[Point labeling examples]
"""
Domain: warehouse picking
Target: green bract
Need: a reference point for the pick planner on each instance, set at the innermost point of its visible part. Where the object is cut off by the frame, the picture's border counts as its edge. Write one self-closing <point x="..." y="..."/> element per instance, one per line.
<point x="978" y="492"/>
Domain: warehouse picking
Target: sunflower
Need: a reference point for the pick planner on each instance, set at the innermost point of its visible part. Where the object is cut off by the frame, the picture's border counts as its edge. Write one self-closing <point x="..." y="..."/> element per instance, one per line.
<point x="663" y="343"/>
"""
"""
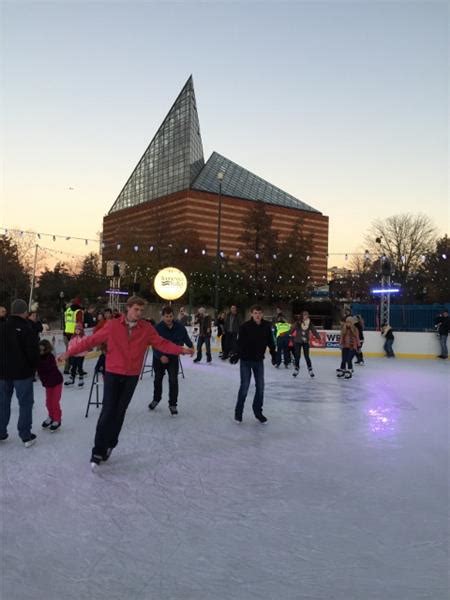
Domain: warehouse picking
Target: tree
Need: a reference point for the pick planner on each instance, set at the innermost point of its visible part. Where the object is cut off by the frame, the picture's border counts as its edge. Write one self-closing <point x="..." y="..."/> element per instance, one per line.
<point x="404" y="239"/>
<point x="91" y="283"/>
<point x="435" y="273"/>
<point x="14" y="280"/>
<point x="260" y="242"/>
"""
# [Stated goal]
Locate every line in the lines above that contains the string "Target" and copy each such line in full.

# [Answer to the exercise]
Target: green bract
Target: sunflower
Target: tree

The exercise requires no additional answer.